__What you have to do__:
Treat the line containing "pedestrian, dropping a point on every instance." as the first line and the final line of the material below as the last; reproduce that range exactly.
▽
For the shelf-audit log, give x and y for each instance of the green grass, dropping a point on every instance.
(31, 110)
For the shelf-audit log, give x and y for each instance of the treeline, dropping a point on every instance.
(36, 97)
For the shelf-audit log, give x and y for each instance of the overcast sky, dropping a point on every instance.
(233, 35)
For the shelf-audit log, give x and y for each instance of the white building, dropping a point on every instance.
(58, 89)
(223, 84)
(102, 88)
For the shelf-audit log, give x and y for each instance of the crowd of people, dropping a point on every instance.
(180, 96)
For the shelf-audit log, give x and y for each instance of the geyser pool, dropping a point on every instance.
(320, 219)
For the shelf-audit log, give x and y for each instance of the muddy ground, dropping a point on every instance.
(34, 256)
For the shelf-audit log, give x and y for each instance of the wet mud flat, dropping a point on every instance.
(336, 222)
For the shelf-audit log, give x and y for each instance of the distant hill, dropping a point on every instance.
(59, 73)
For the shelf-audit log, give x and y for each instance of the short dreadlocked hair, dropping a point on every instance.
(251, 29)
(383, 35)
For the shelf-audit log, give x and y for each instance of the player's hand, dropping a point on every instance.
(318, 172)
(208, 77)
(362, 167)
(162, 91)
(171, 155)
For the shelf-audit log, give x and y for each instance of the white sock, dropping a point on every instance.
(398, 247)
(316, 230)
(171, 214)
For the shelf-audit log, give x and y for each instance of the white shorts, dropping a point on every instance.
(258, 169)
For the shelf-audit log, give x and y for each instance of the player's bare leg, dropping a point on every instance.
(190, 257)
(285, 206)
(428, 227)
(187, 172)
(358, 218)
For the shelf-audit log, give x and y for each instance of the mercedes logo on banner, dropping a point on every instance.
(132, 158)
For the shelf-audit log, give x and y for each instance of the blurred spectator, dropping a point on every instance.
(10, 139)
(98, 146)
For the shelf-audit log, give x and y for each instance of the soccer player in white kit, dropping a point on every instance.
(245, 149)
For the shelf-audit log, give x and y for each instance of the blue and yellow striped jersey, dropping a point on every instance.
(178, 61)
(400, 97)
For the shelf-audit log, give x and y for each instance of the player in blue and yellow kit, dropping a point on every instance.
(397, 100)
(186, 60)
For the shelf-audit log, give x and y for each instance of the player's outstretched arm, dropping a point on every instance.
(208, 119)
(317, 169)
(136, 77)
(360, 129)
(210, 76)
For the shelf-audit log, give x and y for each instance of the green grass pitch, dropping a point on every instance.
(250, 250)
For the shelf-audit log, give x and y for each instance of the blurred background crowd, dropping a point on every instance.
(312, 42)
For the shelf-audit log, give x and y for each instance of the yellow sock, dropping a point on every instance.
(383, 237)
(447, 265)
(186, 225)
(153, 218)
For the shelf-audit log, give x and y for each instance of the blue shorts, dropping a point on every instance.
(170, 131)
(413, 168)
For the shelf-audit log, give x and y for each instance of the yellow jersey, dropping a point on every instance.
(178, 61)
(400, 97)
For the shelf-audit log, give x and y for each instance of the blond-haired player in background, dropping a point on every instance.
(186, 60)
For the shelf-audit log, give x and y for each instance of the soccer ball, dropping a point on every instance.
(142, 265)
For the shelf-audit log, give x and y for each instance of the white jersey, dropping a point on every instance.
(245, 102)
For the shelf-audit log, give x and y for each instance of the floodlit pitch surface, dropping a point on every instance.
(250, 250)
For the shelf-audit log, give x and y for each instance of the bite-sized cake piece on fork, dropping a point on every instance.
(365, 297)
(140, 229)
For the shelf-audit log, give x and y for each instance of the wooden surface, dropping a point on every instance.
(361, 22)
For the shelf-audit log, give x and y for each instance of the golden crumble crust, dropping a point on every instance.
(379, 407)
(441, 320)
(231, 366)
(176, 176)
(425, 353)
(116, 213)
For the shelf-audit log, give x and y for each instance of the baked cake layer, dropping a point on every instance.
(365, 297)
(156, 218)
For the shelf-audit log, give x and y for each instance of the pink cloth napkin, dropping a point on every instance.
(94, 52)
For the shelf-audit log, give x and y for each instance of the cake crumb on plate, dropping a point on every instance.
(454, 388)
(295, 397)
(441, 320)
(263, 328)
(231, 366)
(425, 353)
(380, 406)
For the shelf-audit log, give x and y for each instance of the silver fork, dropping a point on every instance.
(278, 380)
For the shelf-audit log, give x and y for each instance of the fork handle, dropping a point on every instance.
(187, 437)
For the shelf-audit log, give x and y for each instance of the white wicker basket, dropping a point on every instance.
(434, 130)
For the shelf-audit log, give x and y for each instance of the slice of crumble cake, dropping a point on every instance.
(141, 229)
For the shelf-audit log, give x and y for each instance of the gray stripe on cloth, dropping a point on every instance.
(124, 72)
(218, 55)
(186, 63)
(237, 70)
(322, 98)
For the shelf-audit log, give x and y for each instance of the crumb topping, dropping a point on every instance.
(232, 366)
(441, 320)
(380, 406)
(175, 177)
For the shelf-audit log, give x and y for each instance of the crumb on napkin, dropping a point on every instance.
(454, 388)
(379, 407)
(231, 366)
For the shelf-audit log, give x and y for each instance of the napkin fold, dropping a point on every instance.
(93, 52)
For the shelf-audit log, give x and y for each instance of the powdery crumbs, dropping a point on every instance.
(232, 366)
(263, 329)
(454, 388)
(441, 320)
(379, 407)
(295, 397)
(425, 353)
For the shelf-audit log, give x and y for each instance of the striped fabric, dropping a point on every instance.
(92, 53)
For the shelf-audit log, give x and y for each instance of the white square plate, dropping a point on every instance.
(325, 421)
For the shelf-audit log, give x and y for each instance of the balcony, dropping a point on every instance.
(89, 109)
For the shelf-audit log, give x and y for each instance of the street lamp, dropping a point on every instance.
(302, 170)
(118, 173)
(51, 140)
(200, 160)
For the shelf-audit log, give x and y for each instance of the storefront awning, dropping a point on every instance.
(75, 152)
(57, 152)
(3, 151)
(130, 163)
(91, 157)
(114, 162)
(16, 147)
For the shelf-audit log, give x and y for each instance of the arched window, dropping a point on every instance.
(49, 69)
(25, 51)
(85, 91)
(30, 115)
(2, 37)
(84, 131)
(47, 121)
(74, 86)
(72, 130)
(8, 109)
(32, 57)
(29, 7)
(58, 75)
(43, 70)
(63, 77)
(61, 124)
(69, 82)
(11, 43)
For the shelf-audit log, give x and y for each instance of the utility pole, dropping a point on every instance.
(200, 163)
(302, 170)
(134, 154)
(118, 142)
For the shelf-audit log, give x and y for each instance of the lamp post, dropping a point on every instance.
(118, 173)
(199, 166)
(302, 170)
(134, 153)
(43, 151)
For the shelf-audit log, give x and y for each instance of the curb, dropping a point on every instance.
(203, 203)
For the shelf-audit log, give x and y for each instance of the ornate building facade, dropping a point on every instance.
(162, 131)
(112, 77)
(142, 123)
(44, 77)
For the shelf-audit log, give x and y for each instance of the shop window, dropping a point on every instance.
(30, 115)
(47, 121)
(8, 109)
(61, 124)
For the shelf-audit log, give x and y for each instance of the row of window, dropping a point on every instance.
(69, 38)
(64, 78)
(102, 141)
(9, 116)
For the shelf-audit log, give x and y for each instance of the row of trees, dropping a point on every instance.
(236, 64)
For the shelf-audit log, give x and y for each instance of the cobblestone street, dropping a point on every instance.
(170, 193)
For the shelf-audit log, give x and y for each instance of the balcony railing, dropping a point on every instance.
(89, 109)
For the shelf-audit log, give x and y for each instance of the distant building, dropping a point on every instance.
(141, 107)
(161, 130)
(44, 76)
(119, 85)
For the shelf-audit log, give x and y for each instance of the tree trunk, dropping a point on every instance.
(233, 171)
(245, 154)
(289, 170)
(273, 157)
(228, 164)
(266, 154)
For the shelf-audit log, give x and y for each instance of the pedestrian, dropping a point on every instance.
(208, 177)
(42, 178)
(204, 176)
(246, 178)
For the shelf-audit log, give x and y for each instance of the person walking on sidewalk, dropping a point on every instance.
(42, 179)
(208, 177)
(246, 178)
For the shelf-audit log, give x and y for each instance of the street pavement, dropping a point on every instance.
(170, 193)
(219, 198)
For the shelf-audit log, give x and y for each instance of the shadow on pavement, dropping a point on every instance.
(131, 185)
△
__The answer__:
For the shelf-audit log, give x and y for each instance of the pedestrian, dropping a point on every instance.
(208, 177)
(42, 178)
(204, 176)
(246, 178)
For the shelf-audit log, give x and y for each instance of the person walking on sidewalk, dropping a point on every instance.
(42, 179)
(208, 177)
(246, 178)
For the shelf-audit log, give x and y for each instance of the street pavement, dropping a point on every instance.
(170, 193)
(219, 198)
For the shelf-audit log, give x and y for each instance of the shadow on pavement, dropping a point on every instance.
(131, 185)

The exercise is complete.